Text section:

The reason nVidia wanted to buy ARM is because they want to heavily invest in ARM's ecosystem just like with the Grace CPU chip. If ARM is owned by them they can directly access all those employees, all that engineering power to enhance their product. You can't just easily hire people yourself with the same expertise. They are not looking for "anti-competitive" advantages.

Another point is money. A good way to look at it is like buying the land around a new subway station. If you are investing billions of dollars in the subway station you can capture that added value in the surrounding properties. In the same way if you are investing billions of dollars in making ARM CPUs you are enhancing ARM the company itself and you can capture that value and make money off it. nVidia is now spending huge amounts towards making ARM the company stronger but not getting all the value of their investment. Someone else owns those surrounding properties. That's not ideal. In fact, now that ARM is not part of nVidia, their best play is to actually offer attractive pay to ARM employees and poach them for their own CPU design efforts. Can't buy the company, buy all the employees instead.

Information supplied:
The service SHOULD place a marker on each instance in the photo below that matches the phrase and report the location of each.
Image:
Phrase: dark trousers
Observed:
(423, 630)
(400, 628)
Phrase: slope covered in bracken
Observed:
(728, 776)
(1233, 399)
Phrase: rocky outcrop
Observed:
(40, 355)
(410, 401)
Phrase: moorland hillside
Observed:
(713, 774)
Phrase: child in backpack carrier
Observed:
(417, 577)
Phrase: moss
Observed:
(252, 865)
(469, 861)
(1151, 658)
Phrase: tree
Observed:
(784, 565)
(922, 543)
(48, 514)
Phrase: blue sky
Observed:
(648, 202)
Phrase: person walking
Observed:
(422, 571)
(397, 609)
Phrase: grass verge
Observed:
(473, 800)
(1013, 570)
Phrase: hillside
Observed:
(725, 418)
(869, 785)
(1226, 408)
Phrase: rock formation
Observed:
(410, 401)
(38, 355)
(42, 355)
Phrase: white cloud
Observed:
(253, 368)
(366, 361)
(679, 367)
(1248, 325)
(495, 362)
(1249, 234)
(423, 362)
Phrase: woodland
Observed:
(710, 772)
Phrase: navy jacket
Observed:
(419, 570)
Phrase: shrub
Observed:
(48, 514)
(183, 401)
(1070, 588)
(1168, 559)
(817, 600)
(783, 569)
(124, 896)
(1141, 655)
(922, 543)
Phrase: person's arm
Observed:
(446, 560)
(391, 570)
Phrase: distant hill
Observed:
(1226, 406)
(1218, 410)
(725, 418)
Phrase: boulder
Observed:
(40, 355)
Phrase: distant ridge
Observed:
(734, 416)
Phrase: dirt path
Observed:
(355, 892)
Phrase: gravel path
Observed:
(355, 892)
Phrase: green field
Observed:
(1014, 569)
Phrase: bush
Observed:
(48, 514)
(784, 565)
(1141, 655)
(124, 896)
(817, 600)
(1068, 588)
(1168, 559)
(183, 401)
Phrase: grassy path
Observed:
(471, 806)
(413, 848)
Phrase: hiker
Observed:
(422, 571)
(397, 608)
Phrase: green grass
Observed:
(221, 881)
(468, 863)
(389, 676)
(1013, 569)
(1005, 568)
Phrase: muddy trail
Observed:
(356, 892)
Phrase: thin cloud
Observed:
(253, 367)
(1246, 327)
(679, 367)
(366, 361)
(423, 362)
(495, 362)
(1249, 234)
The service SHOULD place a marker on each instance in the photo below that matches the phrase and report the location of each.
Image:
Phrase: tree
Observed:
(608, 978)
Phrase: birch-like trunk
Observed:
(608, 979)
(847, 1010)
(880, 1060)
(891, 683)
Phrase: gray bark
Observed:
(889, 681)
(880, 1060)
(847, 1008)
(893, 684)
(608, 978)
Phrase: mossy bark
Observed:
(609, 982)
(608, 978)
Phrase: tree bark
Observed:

Job:
For each statement, say yes or no to whether it agrees with the passage on nVidia and ARM, and quote the deciding words: 1. The passage likens the purchase to buying the land around a new subway station. 2. The passage says nVidia sought anti-competitive advantages. 3. The passage says nVidia's best play now is to lure ARM employees with attractive pay.

Output for this exercise:
1. Yes: "A good way to look at it is like buying the land around a new subway station."
2. No: "They are not looking for "anti-competitive" advantages."
3. Yes: "their best play is to actually offer attractive pay to ARM employees and poach them for their own CPU design efforts."